▸ **Aim**: Return, unchanged, the stretch of data below from the line containing "Would you please pick out the man's dark" through the line containing "point(62, 41)", and nothing else.

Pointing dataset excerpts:
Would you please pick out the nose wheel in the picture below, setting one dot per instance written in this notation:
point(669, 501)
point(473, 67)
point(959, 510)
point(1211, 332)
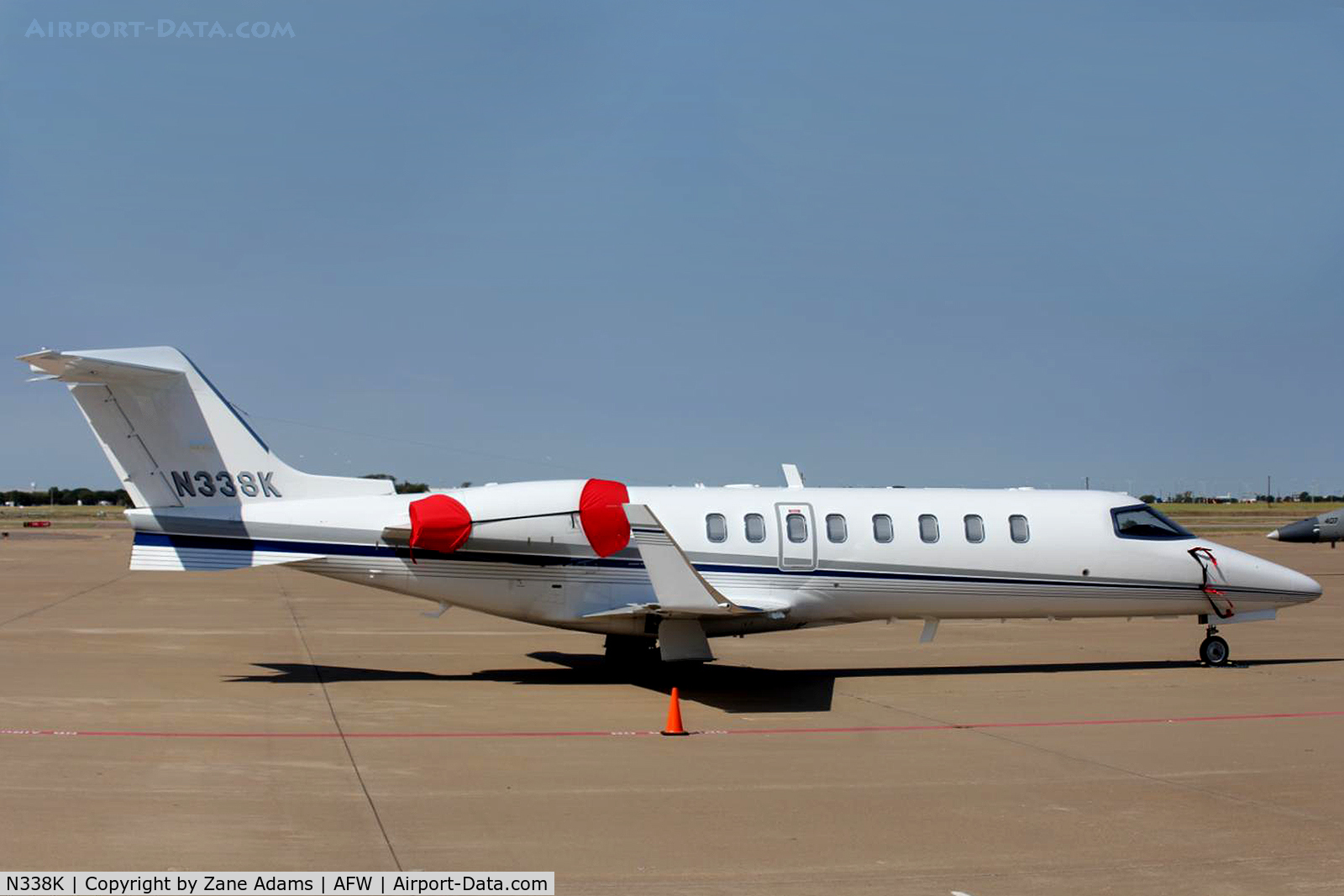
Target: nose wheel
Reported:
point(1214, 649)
==
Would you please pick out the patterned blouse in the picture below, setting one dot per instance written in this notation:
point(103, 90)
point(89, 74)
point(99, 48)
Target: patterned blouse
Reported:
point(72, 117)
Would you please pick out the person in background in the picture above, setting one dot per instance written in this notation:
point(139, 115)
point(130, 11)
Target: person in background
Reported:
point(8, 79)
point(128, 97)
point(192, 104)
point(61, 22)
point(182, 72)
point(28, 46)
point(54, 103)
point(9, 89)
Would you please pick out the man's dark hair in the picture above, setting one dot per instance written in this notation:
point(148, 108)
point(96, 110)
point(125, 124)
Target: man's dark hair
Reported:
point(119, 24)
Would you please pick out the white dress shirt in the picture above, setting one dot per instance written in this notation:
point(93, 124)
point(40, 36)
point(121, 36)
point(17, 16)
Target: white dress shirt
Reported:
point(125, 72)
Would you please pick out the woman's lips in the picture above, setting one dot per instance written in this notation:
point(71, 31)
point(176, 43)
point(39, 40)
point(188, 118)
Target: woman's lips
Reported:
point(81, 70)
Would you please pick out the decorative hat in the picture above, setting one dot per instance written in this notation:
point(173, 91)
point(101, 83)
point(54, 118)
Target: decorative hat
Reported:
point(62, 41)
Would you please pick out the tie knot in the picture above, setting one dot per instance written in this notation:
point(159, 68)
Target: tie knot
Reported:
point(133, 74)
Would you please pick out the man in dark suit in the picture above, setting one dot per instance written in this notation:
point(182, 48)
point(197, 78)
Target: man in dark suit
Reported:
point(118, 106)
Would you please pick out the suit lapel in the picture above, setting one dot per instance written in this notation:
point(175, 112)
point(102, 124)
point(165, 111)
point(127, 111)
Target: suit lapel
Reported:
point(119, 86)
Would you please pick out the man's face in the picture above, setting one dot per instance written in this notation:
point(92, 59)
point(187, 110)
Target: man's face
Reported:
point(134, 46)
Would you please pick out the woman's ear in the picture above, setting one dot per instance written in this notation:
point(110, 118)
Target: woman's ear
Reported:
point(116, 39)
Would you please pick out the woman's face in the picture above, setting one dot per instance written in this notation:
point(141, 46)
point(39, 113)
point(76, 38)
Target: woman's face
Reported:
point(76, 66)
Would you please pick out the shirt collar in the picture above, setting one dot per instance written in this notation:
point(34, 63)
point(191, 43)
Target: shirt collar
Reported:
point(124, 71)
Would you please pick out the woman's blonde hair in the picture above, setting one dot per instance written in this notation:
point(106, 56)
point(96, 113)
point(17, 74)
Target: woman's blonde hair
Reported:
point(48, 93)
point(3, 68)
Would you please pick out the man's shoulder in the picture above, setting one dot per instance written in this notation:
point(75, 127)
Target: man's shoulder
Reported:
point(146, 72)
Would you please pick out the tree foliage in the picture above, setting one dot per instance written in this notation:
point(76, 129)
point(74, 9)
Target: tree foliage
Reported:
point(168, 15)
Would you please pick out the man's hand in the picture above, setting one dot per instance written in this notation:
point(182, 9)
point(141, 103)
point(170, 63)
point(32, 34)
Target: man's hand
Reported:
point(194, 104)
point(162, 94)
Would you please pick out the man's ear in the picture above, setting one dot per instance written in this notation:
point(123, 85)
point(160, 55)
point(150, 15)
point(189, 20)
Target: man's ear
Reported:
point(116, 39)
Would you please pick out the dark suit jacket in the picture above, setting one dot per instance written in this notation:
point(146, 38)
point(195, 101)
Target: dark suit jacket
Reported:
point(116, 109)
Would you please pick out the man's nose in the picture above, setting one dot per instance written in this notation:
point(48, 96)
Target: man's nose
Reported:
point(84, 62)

▸ **Solution to the exercise**:
Would you please pick out the man's dark hair in the picture above, setting one dot per instance written in this notation:
point(148, 108)
point(96, 110)
point(125, 124)
Target: man's dark hair
Reported:
point(119, 24)
Would you please pick out the white dress shirt in the picture above, setting one dot per instance written in this notation:
point(93, 124)
point(40, 36)
point(121, 36)
point(17, 16)
Target: white dress shirt
Reported:
point(125, 72)
Would you please pick out the woman's lips in the picture above, setting one dot per instance written in this notation:
point(71, 31)
point(176, 43)
point(39, 40)
point(188, 118)
Target: woman's lips
Reported:
point(81, 70)
Would you please pick out the decorative hat in the picture above, setting one dot per instance written in this notation:
point(173, 91)
point(101, 83)
point(54, 118)
Target: decorative hat
Reported:
point(62, 41)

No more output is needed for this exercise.